Given problem: In the data below, take everything from the line containing "Could you help me find the overcast" down to the line containing "column 314, row 66" and present it as a numbered list, leaving out blank lines.

Supplied data:

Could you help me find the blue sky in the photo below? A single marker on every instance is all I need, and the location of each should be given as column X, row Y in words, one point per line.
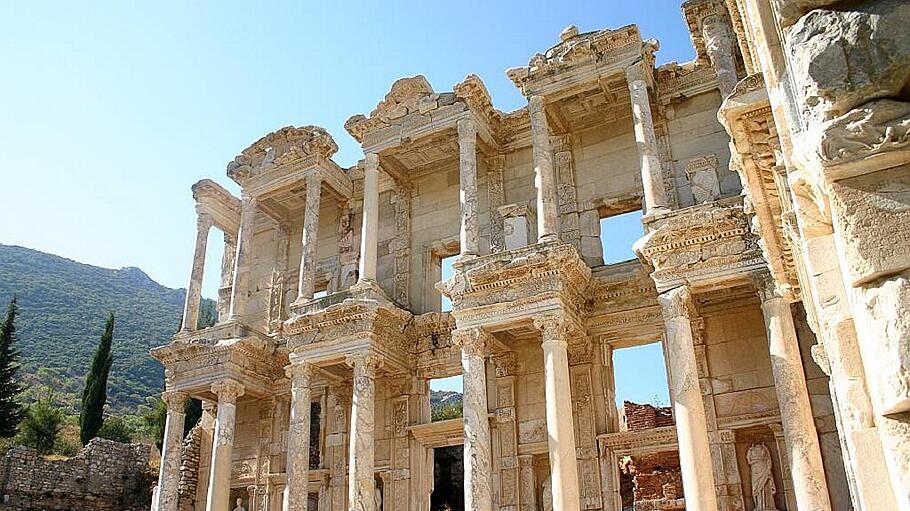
column 109, row 111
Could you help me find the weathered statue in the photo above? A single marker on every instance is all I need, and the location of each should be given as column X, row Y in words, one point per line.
column 763, row 488
column 547, row 495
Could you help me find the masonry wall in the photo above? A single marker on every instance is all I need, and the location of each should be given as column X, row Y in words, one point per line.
column 104, row 476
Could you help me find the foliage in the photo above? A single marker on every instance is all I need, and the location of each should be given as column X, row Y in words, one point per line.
column 116, row 429
column 450, row 411
column 59, row 302
column 41, row 426
column 11, row 410
column 94, row 395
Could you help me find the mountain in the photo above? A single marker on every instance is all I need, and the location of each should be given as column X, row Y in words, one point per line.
column 63, row 306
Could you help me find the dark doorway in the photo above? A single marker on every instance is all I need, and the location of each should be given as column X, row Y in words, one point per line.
column 448, row 479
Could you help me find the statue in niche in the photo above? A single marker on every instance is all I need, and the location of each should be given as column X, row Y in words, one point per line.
column 763, row 488
column 546, row 497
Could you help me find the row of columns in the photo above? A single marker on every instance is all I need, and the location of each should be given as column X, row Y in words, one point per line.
column 801, row 439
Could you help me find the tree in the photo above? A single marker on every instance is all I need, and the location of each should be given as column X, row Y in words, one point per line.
column 41, row 426
column 94, row 395
column 114, row 428
column 11, row 409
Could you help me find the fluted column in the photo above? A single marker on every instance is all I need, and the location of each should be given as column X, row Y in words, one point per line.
column 467, row 165
column 688, row 407
column 169, row 473
column 560, row 425
column 478, row 467
column 310, row 238
column 244, row 258
column 194, row 288
column 804, row 454
column 223, row 445
column 227, row 275
column 361, row 453
column 369, row 234
column 298, row 462
column 719, row 44
column 651, row 172
column 544, row 174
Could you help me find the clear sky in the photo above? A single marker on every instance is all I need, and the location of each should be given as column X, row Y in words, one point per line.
column 109, row 111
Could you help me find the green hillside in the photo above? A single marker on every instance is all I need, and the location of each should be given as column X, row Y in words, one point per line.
column 63, row 305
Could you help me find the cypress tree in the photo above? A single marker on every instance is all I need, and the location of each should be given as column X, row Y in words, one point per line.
column 11, row 410
column 94, row 395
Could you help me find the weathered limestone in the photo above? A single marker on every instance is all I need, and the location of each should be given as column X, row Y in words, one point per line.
column 194, row 289
column 298, row 463
column 651, row 173
column 688, row 408
column 310, row 238
column 361, row 454
column 243, row 260
column 804, row 455
column 467, row 173
column 219, row 490
column 560, row 429
column 544, row 173
column 478, row 466
column 370, row 231
column 169, row 473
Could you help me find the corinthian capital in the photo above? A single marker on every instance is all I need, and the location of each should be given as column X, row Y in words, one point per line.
column 227, row 391
column 364, row 364
column 677, row 303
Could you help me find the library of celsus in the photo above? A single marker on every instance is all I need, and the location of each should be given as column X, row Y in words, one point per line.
column 772, row 175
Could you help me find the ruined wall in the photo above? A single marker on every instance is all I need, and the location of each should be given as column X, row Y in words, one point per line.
column 104, row 476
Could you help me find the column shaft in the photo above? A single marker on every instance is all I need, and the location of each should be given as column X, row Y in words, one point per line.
column 194, row 288
column 227, row 275
column 361, row 453
column 809, row 483
column 478, row 467
column 651, row 172
column 544, row 174
column 560, row 423
column 298, row 462
column 369, row 234
column 244, row 258
column 169, row 473
column 688, row 407
column 310, row 238
column 467, row 165
column 223, row 445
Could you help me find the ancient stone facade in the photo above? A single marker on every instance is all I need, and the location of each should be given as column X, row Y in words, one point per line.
column 104, row 476
column 772, row 174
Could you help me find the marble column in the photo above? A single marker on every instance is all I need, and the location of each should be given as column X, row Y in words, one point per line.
column 298, row 462
column 804, row 454
column 219, row 492
column 719, row 45
column 467, row 165
column 310, row 238
column 194, row 288
column 560, row 424
column 361, row 452
column 169, row 473
column 688, row 407
column 369, row 234
column 478, row 466
column 227, row 275
column 544, row 173
column 244, row 258
column 651, row 173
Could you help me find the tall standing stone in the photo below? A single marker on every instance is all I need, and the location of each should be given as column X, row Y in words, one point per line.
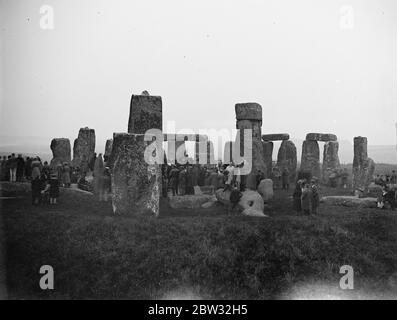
column 330, row 157
column 310, row 161
column 363, row 167
column 60, row 148
column 287, row 157
column 145, row 113
column 228, row 151
column 268, row 156
column 136, row 184
column 249, row 116
column 108, row 148
column 84, row 148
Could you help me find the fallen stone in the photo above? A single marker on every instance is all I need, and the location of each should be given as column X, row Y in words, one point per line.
column 253, row 213
column 190, row 201
column 325, row 137
column 350, row 201
column 275, row 137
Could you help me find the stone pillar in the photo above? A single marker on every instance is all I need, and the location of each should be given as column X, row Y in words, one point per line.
column 287, row 157
column 108, row 149
column 249, row 116
column 363, row 167
column 136, row 184
column 60, row 148
column 330, row 158
column 228, row 151
column 210, row 153
column 145, row 113
column 84, row 148
column 310, row 161
column 268, row 156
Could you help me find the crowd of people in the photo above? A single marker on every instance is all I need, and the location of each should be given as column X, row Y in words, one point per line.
column 46, row 180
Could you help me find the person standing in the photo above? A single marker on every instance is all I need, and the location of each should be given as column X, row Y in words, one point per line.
column 13, row 165
column 66, row 175
column 173, row 177
column 315, row 197
column 182, row 182
column 20, row 168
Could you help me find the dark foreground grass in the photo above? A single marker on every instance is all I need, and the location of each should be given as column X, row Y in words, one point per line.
column 202, row 254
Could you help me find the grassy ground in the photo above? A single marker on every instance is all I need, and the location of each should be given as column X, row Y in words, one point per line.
column 201, row 254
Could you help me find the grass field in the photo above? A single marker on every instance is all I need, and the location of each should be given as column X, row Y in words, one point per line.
column 198, row 254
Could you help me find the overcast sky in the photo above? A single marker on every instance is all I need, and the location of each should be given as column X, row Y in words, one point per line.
column 314, row 66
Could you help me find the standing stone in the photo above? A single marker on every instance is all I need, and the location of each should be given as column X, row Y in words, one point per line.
column 249, row 116
column 108, row 148
column 136, row 184
column 180, row 152
column 60, row 148
column 363, row 167
column 268, row 156
column 228, row 151
column 145, row 113
column 84, row 148
column 330, row 157
column 98, row 174
column 287, row 158
column 310, row 161
column 210, row 153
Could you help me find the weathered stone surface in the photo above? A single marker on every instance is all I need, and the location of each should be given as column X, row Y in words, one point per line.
column 249, row 116
column 228, row 152
column 287, row 158
column 248, row 111
column 60, row 148
column 84, row 148
column 310, row 161
column 325, row 137
column 350, row 201
column 265, row 189
column 268, row 156
column 108, row 148
column 145, row 113
column 98, row 174
column 190, row 201
column 250, row 200
column 330, row 157
column 135, row 183
column 363, row 167
column 275, row 137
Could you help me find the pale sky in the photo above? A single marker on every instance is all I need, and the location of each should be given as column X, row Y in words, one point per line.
column 308, row 70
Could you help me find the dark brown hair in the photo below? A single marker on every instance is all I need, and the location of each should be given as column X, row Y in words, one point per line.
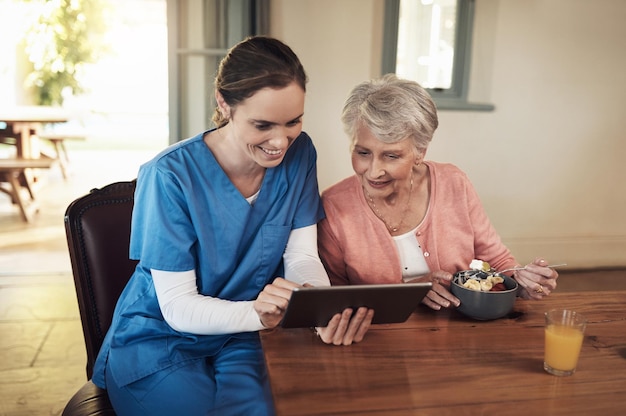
column 253, row 64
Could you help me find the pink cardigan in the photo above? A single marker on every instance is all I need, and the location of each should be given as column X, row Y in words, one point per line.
column 356, row 247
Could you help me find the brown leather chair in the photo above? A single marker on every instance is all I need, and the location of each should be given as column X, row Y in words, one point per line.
column 97, row 226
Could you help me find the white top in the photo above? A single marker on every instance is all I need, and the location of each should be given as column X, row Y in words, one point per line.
column 411, row 255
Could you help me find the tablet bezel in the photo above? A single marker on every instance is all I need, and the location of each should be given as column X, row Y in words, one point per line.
column 315, row 306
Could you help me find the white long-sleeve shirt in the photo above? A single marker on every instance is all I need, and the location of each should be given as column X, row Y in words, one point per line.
column 186, row 310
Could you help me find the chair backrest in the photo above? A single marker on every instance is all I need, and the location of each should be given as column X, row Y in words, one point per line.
column 97, row 227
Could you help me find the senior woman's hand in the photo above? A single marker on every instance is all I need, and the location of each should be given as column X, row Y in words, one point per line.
column 439, row 296
column 347, row 327
column 536, row 280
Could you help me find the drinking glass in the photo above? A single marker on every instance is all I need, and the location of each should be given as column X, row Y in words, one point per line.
column 564, row 333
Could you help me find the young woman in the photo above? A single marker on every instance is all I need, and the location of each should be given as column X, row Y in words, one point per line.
column 224, row 227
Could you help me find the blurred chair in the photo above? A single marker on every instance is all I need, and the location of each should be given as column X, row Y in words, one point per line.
column 97, row 227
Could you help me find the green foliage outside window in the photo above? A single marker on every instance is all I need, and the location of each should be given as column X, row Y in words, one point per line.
column 67, row 35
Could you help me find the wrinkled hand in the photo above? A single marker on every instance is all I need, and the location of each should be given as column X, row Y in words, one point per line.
column 273, row 300
column 536, row 280
column 344, row 328
column 439, row 296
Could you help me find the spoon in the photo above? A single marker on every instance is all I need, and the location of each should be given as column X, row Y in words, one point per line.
column 552, row 266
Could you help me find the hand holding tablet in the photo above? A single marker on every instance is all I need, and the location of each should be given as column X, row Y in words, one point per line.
column 315, row 306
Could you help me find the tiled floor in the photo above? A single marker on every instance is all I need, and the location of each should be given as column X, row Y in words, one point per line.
column 42, row 357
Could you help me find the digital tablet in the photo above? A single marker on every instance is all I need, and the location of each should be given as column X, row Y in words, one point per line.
column 315, row 306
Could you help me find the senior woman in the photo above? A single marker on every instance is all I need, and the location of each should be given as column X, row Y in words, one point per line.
column 401, row 217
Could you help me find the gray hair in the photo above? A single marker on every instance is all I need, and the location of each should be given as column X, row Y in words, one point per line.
column 393, row 109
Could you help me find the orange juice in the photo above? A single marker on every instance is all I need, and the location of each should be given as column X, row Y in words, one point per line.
column 563, row 345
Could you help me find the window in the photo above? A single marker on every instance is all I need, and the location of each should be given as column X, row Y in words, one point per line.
column 430, row 41
column 200, row 33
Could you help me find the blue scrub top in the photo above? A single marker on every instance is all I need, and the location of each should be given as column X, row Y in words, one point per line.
column 189, row 215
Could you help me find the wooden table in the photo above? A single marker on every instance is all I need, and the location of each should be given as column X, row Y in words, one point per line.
column 441, row 363
column 24, row 122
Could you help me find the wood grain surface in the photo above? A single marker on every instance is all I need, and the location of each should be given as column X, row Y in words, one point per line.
column 444, row 363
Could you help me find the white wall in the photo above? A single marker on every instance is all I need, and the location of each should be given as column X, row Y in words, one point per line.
column 548, row 162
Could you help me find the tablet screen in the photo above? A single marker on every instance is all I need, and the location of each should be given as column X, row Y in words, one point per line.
column 315, row 306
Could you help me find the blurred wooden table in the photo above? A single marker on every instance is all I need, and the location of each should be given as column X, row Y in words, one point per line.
column 22, row 123
column 441, row 363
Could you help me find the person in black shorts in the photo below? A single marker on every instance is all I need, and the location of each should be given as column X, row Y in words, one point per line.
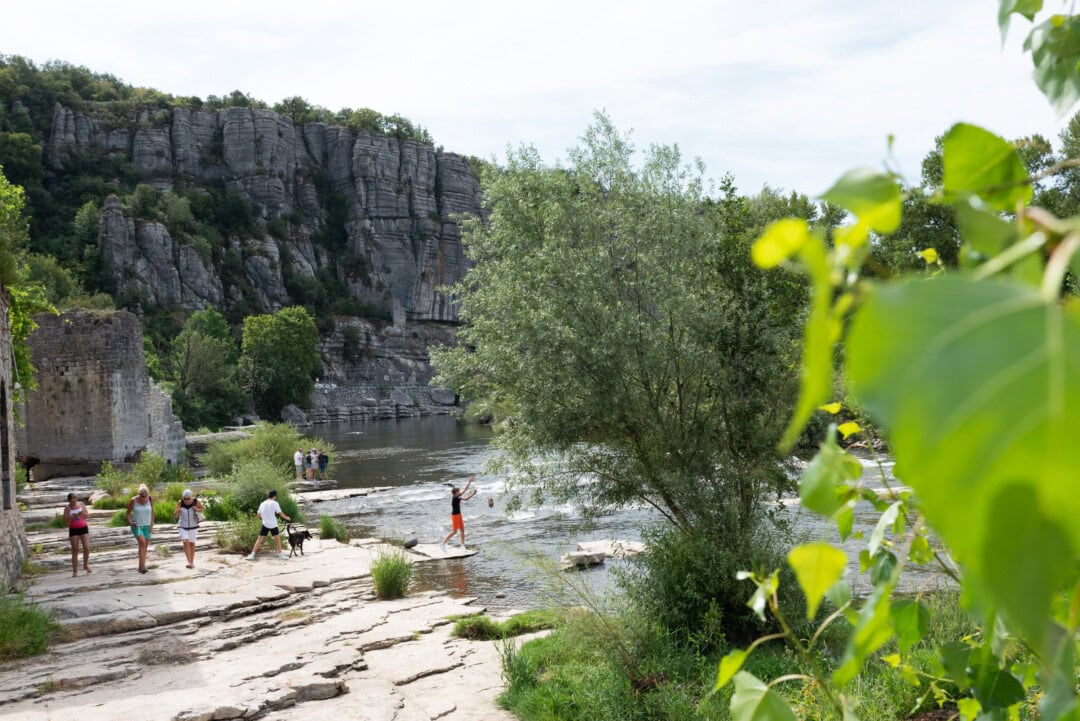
column 75, row 516
column 457, row 522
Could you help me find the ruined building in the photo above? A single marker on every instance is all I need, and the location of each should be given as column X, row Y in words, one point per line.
column 95, row 400
column 13, row 547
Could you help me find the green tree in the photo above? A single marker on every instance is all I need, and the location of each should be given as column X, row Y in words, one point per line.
column 202, row 371
column 607, row 305
column 279, row 358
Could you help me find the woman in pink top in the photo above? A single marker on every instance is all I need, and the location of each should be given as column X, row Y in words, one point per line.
column 75, row 516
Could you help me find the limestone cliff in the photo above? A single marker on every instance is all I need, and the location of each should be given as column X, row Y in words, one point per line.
column 400, row 240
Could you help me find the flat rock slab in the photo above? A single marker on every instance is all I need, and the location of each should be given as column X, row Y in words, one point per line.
column 337, row 494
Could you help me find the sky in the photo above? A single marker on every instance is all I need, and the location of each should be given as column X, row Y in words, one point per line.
column 786, row 93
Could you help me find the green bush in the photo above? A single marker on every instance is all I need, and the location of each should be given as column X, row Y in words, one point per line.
column 331, row 528
column 112, row 480
column 239, row 535
column 687, row 583
column 391, row 573
column 269, row 441
column 481, row 627
column 25, row 628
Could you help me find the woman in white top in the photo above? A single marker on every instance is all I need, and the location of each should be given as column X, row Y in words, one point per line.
column 187, row 521
column 140, row 518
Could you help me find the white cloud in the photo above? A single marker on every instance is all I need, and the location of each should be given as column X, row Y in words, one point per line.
column 791, row 93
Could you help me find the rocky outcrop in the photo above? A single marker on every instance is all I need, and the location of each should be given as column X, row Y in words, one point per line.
column 402, row 239
column 380, row 372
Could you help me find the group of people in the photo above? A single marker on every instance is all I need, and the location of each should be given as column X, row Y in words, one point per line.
column 139, row 515
column 189, row 508
column 308, row 463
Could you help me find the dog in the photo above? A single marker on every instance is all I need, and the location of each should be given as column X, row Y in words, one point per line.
column 296, row 540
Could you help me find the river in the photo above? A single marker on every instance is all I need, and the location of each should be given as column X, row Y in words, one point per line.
column 419, row 460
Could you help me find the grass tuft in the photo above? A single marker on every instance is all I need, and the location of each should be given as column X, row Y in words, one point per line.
column 391, row 573
column 25, row 628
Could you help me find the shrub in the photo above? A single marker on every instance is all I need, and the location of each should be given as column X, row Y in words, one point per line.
column 25, row 628
column 239, row 535
column 481, row 627
column 331, row 528
column 112, row 480
column 391, row 573
column 687, row 582
column 271, row 441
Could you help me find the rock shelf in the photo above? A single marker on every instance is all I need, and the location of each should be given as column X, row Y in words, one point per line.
column 301, row 638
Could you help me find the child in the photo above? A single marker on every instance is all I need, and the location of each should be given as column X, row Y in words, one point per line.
column 457, row 524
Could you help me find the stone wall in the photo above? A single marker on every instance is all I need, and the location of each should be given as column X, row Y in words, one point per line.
column 94, row 399
column 13, row 546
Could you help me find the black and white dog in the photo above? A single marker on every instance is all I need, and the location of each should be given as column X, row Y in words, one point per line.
column 296, row 540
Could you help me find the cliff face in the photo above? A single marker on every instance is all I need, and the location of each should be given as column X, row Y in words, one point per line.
column 400, row 243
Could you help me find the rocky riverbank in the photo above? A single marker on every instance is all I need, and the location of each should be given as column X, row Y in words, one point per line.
column 302, row 638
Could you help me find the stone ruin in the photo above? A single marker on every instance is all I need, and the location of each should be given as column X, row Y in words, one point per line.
column 13, row 547
column 95, row 400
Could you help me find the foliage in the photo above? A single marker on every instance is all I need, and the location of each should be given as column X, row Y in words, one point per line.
column 239, row 535
column 616, row 305
column 481, row 627
column 201, row 370
column 391, row 573
column 686, row 584
column 332, row 528
column 273, row 443
column 279, row 358
column 112, row 480
column 973, row 376
column 250, row 483
column 26, row 628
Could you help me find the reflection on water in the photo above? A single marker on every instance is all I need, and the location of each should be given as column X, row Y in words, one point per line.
column 420, row 459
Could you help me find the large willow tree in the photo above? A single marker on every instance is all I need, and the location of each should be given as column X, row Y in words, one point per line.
column 618, row 334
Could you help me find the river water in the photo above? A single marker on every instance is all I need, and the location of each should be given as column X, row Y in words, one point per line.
column 419, row 460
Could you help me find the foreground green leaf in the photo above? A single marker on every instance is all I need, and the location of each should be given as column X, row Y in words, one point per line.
column 980, row 163
column 818, row 566
column 980, row 383
column 1055, row 45
column 753, row 701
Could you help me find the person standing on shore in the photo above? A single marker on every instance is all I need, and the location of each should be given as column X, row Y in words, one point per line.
column 75, row 516
column 457, row 522
column 187, row 521
column 140, row 518
column 269, row 512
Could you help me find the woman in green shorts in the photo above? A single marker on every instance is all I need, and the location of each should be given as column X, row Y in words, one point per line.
column 140, row 518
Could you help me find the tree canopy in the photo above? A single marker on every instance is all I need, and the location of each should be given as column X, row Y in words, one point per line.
column 617, row 305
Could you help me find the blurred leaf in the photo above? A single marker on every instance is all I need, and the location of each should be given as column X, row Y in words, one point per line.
column 980, row 384
column 819, row 336
column 984, row 231
column 779, row 242
column 1055, row 46
column 869, row 195
column 873, row 628
column 755, row 702
column 849, row 429
column 729, row 665
column 1008, row 8
column 821, row 485
column 980, row 163
column 818, row 566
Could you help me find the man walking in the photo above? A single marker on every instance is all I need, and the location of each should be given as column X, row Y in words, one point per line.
column 269, row 512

Response to the task:
1. Could you help me find the overcast sky in the photo above? A single marker on every instance is all I need, and the location of each should be given as column X, row Y in words, one point per line.
2. column 314, row 66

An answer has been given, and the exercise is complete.